TASK BRIEF ▸ Rewrite the paragraph of the court opinion excerpt that begins "The judgment is vacated" as a short bulleted list that keeps its main facts.

TEXT SHOWN ▸
The fact that the authority in the present case and other governmental entities may have been permitted to bring c. 93A claims is not significant. An entity may be engaged in trade or commerce when dealing with large insurance companies in behalf of patients of a hospital under its control or in purchas*540ing electrical power from a public utility, and be not so engaged when fulfilling its statutory mandate to benefit some segment of the general public. See Boston v. Aetna Life Ins. Co., 399 Mass. 569, 574-575 (1987) (city was engaged in trade or commerce in procuring health insurance policies for patients at Boston City Hospital); Spence v. Boston Edison Co., 390 Mass. 604, 615-616 (1983) (Boston Housing Authority was engaged in trade or commerce in contracting with Boston Edison for steam in public housing).
Manifestly the authority did not act “in a business context” and thus, was not engaged in “trade or commerce” in its dealings with the defendant. Consequently, imposing liability under c. 93A and the consequent award of double damages and attorney’s fees was improper.
The judgment is vacated, and the case is remanded to the Housing Court for entry of a new judgment under which (1) the defendant is entitled to possession of the premises and $890 in damages; and (2) the authority is entitled to $1,072 in withheld rental payments. The defendant is also entitled to attorney’s fees, to be calculated by the judge on remand, for work performed at trial in furtherance of his claim under G. L. c. 186, § 14.
So ordered.
The authority makes no argument here respecting its claim for possession, and therefore that claim is waived. Dullea v. Safety Ins. Co., 424 Mass. 37, 38 n.2 (1997).
We acknowledge the amicus briefs submitted by the Worcester Housing Authority and numerous other housing authorities throughout the Commonwealth and by the Massachusetts Union of Public Housing Tenants.
In arriving at this figure the judge first found that the defendant was entitled to actual damages in the amount of $890: $540 in a rent “rebate,” and $350 in “out of pocket damages.” The judge then doubled this amount, under G. L. c. 93A, to $1,780. Finally, the judge subtracted from this sum $1,072, for use and occupation of the premises.
For example, § 3 of G. L. c. 121B covers the creation and dissolution of housing authorities, § 5 explains the membership requirements of housing authorities, § 26 delineates housing authorities’ powers, and § 32 outlines tenant selection requirements.

RECORD EXCERPTS ▸
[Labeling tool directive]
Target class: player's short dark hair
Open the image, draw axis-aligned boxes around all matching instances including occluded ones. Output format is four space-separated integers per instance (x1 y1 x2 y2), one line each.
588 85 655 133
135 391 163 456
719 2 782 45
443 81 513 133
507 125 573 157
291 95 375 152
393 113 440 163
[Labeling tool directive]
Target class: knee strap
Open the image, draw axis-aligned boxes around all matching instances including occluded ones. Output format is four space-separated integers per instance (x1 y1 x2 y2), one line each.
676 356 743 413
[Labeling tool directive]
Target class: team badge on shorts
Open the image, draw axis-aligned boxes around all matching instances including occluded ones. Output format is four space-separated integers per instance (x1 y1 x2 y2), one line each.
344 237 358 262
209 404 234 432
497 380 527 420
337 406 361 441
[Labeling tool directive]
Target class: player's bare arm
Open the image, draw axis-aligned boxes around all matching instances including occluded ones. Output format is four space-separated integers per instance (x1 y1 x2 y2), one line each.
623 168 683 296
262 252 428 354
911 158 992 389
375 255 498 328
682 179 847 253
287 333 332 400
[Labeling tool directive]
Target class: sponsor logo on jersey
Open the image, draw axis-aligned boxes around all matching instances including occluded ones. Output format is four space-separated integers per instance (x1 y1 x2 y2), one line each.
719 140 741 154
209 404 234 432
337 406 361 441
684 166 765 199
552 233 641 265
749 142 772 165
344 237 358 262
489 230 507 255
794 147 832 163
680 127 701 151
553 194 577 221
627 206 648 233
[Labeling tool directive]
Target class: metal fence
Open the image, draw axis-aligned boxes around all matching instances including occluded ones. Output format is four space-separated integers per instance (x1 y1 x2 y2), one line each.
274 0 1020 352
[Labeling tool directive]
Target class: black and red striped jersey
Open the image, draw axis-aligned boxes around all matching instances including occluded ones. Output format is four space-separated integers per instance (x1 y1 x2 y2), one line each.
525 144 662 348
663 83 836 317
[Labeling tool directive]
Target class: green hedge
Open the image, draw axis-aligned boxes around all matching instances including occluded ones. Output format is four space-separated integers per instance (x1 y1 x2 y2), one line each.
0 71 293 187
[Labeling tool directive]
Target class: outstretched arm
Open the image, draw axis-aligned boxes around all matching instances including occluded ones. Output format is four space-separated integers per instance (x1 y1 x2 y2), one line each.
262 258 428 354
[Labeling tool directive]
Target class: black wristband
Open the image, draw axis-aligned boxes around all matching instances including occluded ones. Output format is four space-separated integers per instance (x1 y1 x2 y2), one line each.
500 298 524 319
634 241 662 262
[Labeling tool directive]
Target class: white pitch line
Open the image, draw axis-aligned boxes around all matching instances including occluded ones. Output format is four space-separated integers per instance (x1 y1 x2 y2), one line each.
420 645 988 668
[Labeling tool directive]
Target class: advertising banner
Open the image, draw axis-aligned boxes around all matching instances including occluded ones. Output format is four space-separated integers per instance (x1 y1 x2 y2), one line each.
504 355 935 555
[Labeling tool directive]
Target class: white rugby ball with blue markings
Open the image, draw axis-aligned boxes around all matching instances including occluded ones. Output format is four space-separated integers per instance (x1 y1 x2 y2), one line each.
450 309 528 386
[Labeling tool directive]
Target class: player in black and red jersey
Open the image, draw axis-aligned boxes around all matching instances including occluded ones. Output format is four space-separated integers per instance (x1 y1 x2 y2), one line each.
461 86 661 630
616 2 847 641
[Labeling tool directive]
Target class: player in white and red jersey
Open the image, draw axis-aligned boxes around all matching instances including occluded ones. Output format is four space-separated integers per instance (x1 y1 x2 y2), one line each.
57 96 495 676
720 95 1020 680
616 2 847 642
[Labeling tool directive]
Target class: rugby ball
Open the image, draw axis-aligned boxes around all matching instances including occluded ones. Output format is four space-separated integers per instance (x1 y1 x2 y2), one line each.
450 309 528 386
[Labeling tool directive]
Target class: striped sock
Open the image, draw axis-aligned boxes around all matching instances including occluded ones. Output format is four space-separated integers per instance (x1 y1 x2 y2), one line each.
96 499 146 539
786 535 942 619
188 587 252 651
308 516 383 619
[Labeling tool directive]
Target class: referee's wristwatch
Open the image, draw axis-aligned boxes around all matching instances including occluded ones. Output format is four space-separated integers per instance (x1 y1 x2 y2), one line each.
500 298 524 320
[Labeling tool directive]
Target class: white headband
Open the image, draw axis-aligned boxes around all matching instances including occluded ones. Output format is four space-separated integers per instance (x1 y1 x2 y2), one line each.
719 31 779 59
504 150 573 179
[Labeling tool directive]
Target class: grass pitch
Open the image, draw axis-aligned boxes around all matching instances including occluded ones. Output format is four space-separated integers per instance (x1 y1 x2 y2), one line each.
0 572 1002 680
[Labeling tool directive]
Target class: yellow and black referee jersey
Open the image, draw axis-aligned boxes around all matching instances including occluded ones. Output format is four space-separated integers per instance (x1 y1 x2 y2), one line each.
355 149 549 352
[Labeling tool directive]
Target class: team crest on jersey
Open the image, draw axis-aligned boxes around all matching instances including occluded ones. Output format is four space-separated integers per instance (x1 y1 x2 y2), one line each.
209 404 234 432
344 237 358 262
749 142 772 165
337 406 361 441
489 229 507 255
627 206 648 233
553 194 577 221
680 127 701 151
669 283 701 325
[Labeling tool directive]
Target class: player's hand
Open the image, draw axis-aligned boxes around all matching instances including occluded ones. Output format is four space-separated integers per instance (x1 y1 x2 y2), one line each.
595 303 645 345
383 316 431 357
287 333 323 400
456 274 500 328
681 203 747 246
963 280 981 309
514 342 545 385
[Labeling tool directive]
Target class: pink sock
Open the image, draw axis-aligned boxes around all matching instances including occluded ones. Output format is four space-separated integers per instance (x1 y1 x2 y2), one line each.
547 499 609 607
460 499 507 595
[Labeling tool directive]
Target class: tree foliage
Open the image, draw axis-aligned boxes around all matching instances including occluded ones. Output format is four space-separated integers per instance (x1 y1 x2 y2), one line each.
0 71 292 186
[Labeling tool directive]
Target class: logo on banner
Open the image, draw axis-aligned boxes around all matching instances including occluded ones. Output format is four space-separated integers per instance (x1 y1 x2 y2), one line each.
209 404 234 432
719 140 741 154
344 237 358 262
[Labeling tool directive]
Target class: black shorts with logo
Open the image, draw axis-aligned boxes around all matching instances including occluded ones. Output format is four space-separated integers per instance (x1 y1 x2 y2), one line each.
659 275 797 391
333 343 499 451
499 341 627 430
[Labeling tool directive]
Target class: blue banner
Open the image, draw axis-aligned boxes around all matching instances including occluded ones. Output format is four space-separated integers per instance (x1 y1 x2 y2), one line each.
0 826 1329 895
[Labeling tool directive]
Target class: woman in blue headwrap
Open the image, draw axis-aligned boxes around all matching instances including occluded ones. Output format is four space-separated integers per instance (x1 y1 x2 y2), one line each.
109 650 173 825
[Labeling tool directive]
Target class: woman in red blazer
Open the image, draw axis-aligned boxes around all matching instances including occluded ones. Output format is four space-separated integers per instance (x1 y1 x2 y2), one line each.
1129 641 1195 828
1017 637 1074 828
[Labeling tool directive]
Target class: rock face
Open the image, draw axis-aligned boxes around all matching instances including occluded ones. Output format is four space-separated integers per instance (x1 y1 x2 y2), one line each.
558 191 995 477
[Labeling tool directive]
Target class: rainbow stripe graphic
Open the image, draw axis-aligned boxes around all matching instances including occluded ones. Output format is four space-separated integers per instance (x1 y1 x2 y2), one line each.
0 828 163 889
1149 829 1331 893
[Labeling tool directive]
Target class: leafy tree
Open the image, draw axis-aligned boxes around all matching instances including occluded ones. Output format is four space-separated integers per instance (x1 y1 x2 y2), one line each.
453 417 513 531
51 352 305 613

TASK SOLUTION ▸
- The judgment is vacated, and the case goes back to the Housing Court for a new judgment.
- The defendant gets possession of the premises and $890 in damages.
- The authority gets $1,072 in withheld rental payments.
- The defendant also gets attorney's fees for trial work on his claim under G. L. c. 186, § 14. The judge will calculate these on remand.